## Requirements
Report every line of the rows below that contains the string "nike", copying each such line in full.
┌─ Data to use
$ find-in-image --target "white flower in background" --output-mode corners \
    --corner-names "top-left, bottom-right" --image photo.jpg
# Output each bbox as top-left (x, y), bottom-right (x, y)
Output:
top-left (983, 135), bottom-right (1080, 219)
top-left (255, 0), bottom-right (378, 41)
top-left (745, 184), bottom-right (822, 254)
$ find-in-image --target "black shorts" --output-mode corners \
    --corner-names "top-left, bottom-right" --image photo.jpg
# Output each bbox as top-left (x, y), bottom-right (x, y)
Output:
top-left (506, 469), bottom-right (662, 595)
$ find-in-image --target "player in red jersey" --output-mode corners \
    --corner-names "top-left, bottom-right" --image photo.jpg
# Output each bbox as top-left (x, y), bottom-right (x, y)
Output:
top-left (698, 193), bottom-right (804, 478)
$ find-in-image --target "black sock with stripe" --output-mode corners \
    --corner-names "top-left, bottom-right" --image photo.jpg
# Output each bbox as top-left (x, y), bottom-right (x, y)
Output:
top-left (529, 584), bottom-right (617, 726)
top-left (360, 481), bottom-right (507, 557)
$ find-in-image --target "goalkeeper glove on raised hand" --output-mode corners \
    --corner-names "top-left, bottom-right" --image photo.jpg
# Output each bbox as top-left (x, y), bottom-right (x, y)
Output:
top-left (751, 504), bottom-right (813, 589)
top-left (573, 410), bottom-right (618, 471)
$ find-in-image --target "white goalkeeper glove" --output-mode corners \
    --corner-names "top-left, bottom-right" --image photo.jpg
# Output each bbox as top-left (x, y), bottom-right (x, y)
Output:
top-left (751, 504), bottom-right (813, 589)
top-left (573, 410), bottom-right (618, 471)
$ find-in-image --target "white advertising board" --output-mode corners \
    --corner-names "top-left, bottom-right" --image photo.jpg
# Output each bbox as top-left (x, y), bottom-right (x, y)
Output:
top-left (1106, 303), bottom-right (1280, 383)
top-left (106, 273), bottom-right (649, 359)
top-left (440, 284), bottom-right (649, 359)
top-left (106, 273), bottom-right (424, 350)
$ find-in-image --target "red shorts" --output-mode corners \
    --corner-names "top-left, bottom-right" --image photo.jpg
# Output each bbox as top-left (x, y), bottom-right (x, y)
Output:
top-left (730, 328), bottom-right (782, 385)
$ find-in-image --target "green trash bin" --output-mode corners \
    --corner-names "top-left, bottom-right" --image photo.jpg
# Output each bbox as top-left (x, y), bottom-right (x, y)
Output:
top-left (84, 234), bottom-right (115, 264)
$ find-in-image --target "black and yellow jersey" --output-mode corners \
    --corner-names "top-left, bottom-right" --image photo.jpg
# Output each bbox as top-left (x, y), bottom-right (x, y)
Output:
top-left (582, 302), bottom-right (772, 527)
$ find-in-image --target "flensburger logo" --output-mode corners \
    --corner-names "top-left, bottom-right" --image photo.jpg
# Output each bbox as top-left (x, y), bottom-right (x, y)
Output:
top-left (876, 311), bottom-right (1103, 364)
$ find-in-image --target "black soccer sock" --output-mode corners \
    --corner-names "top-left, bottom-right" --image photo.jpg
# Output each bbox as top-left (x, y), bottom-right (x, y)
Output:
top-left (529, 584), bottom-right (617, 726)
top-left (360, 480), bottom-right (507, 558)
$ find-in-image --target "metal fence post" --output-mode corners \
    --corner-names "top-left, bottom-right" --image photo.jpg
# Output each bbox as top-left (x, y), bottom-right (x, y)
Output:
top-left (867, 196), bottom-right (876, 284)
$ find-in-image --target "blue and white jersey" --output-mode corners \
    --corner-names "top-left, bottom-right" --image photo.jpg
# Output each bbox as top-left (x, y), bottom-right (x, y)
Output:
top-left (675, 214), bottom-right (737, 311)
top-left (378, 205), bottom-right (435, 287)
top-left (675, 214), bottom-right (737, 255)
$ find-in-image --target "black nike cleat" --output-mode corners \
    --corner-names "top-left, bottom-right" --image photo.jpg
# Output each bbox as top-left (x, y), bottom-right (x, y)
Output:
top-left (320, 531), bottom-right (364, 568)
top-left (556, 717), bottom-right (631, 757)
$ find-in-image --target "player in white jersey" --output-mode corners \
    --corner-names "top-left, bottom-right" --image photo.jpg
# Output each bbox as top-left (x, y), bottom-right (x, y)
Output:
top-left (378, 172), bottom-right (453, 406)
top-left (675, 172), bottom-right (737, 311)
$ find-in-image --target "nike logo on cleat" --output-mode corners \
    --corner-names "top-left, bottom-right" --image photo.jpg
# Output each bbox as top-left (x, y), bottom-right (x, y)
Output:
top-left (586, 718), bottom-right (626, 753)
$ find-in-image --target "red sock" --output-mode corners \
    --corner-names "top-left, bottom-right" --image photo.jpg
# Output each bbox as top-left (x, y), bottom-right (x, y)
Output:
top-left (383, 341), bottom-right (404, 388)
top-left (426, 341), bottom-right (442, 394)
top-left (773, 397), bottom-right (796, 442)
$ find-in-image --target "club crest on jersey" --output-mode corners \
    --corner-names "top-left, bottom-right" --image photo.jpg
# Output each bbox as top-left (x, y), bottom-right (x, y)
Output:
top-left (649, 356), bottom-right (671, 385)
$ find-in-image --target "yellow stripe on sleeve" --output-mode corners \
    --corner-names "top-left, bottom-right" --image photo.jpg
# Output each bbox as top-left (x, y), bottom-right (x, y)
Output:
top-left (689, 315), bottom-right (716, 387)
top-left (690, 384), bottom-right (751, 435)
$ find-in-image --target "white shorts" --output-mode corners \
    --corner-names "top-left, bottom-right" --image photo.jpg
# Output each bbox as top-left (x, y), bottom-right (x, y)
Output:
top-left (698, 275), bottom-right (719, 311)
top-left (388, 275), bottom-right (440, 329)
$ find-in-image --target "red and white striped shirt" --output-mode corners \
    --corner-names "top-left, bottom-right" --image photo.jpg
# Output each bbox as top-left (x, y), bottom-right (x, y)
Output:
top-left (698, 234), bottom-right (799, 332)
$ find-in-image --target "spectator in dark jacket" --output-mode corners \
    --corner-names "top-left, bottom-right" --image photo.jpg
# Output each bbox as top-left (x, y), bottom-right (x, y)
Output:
└─
## Expected answer
$ find-in-image --target "black nike cleat" --output-mode corners \
$ find-in-image --target "nike logo on cleat" --output-mode corners \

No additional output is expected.